:: DATA FOR THIS EXERCISE

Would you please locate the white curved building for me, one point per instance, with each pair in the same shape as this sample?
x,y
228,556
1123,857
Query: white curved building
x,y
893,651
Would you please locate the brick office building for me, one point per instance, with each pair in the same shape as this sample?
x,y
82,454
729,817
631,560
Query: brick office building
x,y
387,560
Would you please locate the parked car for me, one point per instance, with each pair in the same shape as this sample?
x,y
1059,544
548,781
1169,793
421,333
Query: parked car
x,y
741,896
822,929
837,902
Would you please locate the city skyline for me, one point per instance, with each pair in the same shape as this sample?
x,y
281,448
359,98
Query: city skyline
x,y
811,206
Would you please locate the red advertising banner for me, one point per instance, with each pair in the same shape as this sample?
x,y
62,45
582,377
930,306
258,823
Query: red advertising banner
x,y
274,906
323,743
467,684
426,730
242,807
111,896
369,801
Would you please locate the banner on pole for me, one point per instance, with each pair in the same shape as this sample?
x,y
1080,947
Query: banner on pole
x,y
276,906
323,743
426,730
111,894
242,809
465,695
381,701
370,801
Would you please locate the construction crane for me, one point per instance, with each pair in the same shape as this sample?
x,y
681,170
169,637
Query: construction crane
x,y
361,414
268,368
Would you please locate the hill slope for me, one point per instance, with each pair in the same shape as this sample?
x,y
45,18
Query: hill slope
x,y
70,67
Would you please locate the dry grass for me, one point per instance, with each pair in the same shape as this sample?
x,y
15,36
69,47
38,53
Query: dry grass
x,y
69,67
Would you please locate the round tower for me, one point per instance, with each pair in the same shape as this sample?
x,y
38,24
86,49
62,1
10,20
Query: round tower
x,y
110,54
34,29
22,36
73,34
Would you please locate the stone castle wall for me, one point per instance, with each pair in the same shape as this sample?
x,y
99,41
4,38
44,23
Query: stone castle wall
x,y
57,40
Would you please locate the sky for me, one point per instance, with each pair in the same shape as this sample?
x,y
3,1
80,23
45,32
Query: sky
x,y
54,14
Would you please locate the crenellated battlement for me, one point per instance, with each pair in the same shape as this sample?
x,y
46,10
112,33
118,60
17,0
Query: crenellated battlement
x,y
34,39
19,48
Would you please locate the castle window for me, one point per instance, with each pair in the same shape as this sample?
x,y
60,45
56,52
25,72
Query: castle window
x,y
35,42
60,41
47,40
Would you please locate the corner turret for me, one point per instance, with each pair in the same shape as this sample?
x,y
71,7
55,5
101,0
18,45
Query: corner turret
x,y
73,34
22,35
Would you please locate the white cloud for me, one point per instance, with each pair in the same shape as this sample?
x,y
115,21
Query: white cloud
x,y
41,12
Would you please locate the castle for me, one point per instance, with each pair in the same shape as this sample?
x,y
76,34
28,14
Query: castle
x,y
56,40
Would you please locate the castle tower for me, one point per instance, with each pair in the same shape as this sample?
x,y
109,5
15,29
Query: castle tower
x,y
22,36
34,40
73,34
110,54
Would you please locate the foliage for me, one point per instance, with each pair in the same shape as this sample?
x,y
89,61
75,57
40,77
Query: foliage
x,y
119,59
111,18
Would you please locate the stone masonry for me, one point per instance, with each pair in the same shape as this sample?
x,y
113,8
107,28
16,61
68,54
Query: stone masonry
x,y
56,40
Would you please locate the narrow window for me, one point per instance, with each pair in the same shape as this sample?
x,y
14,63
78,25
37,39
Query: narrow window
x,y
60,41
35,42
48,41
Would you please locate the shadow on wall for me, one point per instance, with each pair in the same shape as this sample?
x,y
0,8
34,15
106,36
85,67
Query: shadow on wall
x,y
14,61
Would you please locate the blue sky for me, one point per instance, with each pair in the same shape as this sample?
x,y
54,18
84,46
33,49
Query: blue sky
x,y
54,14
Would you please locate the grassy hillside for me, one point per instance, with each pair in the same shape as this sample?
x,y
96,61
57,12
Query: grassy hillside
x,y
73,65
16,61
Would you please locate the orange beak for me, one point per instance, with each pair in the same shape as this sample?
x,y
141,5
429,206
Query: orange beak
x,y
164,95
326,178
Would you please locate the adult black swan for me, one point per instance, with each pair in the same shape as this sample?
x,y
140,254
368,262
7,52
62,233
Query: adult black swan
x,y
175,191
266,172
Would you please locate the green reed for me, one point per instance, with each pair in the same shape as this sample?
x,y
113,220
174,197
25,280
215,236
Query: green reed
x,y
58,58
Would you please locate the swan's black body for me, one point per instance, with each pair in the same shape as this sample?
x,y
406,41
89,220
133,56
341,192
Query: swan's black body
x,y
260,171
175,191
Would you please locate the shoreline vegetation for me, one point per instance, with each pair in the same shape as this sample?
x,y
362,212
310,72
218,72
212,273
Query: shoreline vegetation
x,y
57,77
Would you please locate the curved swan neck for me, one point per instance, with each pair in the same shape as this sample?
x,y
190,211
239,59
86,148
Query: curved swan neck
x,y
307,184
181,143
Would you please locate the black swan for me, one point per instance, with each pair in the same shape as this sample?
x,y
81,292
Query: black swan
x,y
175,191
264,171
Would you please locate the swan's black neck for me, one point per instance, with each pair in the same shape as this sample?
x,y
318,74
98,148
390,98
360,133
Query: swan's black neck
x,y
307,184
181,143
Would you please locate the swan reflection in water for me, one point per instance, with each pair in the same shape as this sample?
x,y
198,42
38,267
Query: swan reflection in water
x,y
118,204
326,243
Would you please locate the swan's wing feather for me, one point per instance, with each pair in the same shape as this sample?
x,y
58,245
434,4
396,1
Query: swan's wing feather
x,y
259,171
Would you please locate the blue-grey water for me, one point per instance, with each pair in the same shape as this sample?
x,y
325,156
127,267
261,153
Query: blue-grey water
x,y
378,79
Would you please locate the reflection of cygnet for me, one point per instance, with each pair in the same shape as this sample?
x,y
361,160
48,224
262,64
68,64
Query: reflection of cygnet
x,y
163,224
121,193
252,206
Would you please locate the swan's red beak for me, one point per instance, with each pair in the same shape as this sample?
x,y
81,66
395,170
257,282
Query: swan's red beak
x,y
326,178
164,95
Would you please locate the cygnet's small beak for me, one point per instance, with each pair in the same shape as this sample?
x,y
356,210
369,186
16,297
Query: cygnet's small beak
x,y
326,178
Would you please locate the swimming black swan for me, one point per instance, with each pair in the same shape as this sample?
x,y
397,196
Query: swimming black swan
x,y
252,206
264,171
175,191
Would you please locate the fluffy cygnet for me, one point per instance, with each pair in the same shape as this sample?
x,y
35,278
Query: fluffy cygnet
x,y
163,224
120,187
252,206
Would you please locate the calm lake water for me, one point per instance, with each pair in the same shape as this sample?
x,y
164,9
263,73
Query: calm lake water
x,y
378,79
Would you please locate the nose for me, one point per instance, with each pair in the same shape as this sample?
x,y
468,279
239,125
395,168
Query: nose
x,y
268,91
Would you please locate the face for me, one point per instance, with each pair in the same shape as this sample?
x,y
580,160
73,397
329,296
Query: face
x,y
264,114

::::

• **TASK REQUIREMENTS**: Every record must be set down again exactly.

• **FINISHED TASK**:
Would you please locate the white curved building for me, one point per instance, with each pair in the same shape as this sample?
x,y
228,556
1123,857
Query: white curved building
x,y
893,651
Would you please locate the brick office building for me, one point per instance, with each pair in the same shape as this sample?
x,y
82,454
729,817
631,560
Query: brick office building
x,y
387,560
Would you please locate the parked car for me, one point per instance, with each pair in the same shape as this sample?
x,y
1059,544
548,781
1169,793
421,333
Query: parked car
x,y
741,896
822,929
837,902
Would you please locate the city skyline for me, one point per instance, with each pair in the same shape as this sample?
x,y
281,448
359,98
Query: city skyline
x,y
811,206
Would you please locate the red advertising banner for me, one point per instance, with each pair in the same shape as this sample?
x,y
62,45
582,377
930,306
258,823
Query: red advertising banner
x,y
274,906
323,743
467,684
426,730
242,807
111,896
369,801
Would you please locate the banner on pole for me, one point per instance, with each pair in the same shape as this sample?
x,y
1080,947
Query: banner on pole
x,y
276,906
323,743
426,730
111,894
242,809
465,695
381,701
370,801
Would you please locate the construction crane for me, one point per instance, with each pair in the same shape as this sample?
x,y
681,170
169,637
Query: construction crane
x,y
361,414
268,368
Would you please locate the hill slope for me, one point per instance, with each pair in the same shape as this sample?
x,y
45,18
Query: hill slope
x,y
70,67
Would you please locate the dry grass for me, one point per instance, with each pair in the same shape as this sample?
x,y
15,36
69,47
38,53
Query: dry grass
x,y
69,67
Would you please locate the round tower for me, one point per instance, with each pair in the same shape as this sample?
x,y
38,24
86,49
62,1
10,20
Query: round tower
x,y
110,54
34,29
22,36
73,34
Would you please locate the stone castle wall for me, one point per instance, with each pair in the same shape as this sample?
x,y
99,41
4,38
44,23
Query: stone castle wall
x,y
57,40
Would you please locate the sky for me, one point per instance, with each pair in the same shape as this sample?
x,y
3,1
80,23
45,32
Query: sky
x,y
54,14
Would you please locate the crenellated battlement for me, one point per instance, with each pair in the same shape as this sample?
x,y
46,10
112,33
118,60
17,0
Query: crenellated battlement
x,y
34,39
19,48
Would you please locate the castle window for me, one point per instance, with each pair in the same shape as this sample?
x,y
60,45
56,52
25,72
Query: castle window
x,y
35,42
60,41
47,40
Would you please locate the corner turret for me, one point per instance, with each pair in the same shape as this sample?
x,y
71,7
55,5
101,0
18,45
Query: corner turret
x,y
73,34
22,35
Would you please locate the white cloud for me, one point per instance, with each pair in the same shape as this sample?
x,y
115,21
Query: white cloud
x,y
41,12
Would you please locate the castle for me, one point per instance, with each pair in the same shape as this sample?
x,y
76,34
28,14
Query: castle
x,y
56,40
Would you please locate the castle tower for me, one point per instance, with each pair in the same shape as this sample?
x,y
109,5
15,29
Query: castle tower
x,y
22,36
34,40
73,34
110,54
Would you please locate the foliage for me, one point per instance, with each pair in the same shape as this sample?
x,y
89,61
75,57
40,77
Query: foliage
x,y
119,59
111,18
Would you please locate the stone masonry for me, one point per instance, with each pair in the same shape as this sample?
x,y
113,8
107,28
16,61
68,54
Query: stone masonry
x,y
56,40
Would you please locate the narrow window for me, one point per instance, with each pair in the same shape as this sample?
x,y
14,63
78,25
37,39
Query: narrow window
x,y
60,41
35,42
48,41
Would you please locate the shadow on wall for me, one point per instance, with each pair in the same shape as this sample?
x,y
0,8
34,15
106,36
85,67
Query: shadow on wall
x,y
14,61
Would you please locate the blue sky for me, one point per instance, with each pair in the same shape as this sample?
x,y
54,18
84,46
33,49
Query: blue sky
x,y
54,14
Would you please locate the grassy hillside for me, one point per instance, with each pair in the same shape as this sample?
x,y
96,61
57,12
Query: grassy hillside
x,y
73,65
16,61
Would you please locate the orange beak for me, one point per instance, with each pair in the same shape as this sample?
x,y
141,5
429,206
Query: orange beak
x,y
164,95
326,178
Would you please locate the adult black swan for me, one point per instance, with each pair in the same shape as this sample?
x,y
140,254
368,262
7,52
62,233
Query: adult black swan
x,y
175,191
266,172
Would you please locate the green reed for me, one point per instance, with each pair in the same shape as this sample?
x,y
113,220
174,197
25,280
215,236
Query: green reed
x,y
58,58
Would you please locate the swan's black body for me, one point per instance, with each pair in the same shape as this sample?
x,y
406,41
89,220
133,56
341,192
Query: swan's black body
x,y
260,171
175,191
Would you please locate the shoreline vegetation for me, one point per instance, with each pair in the same shape as this sample?
x,y
362,212
310,72
218,72
212,273
Query: shoreline vegetation
x,y
57,77
Would you please locate the curved swan neck for me, one point per instance, with each pair in the same shape as this sample?
x,y
190,211
239,59
86,148
Query: curved swan neck
x,y
307,184
181,143
Would you please locate the black swan for me, one point per instance, with each pair in the same shape as this sample?
x,y
81,292
Query: black swan
x,y
175,191
264,171
Would you please locate the swan's black neck for me, one point per instance, with each pair in the same shape as this sample?
x,y
318,74
98,148
390,98
360,133
Query: swan's black neck
x,y
307,184
181,143
Would you please locate the swan reflection in water for me, one point per instance, with each pair in the same shape as this sample?
x,y
198,42
38,267
Query: swan reflection in water
x,y
118,204
326,243
Would you please locate the swan's wing feather for me, one point per instance, with each pair in the same shape as this sample?
x,y
58,245
434,4
396,1
Query: swan's wing feather
x,y
259,171
Would you please locate the blue-grey water for me, one point per instance, with each pair in the same shape as this sample?
x,y
325,156
127,267
261,153
Query: blue-grey water
x,y
378,79
Would you please locate the reflection of cygnet for me, one point per instance, with each pair in the same shape as this sample?
x,y
361,160
48,224
262,64
68,64
Query: reflection of cygnet
x,y
163,224
121,193
252,206
Would you please locate the swan's red beak for me, one point per instance, with each pair in the same shape as this sample?
x,y
81,66
395,170
257,282
Query: swan's red beak
x,y
326,178
164,95
Would you please locate the cygnet's small beak for me, one point per instance, with each pair in the same shape as this sample?
x,y
356,210
369,186
16,297
Query: cygnet's small beak
x,y
326,178
Would you please locate the swimming black swan for me, one point per instance, with each pair in the same shape as this sample?
x,y
397,196
Query: swimming black swan
x,y
252,206
264,171
175,191
Would you please locate the fluffy cygnet for me, one point per instance, with each pair in the same shape as this sample?
x,y
35,278
Query: fluffy cygnet
x,y
163,224
120,187
252,206
Would you please locate the calm lake water for me, one point per instance, with each pair in the same shape as this sample?
x,y
164,9
263,73
Query: calm lake water
x,y
378,79
Would you please locate the nose for me, one point per instance, with each pair in the same shape as this sample?
x,y
468,279
239,125
395,168
Query: nose
x,y
268,91
Would you please locate the face for me, one point per instance, with each pair in the same shape as this sample?
x,y
580,160
73,397
329,296
Query: face
x,y
264,114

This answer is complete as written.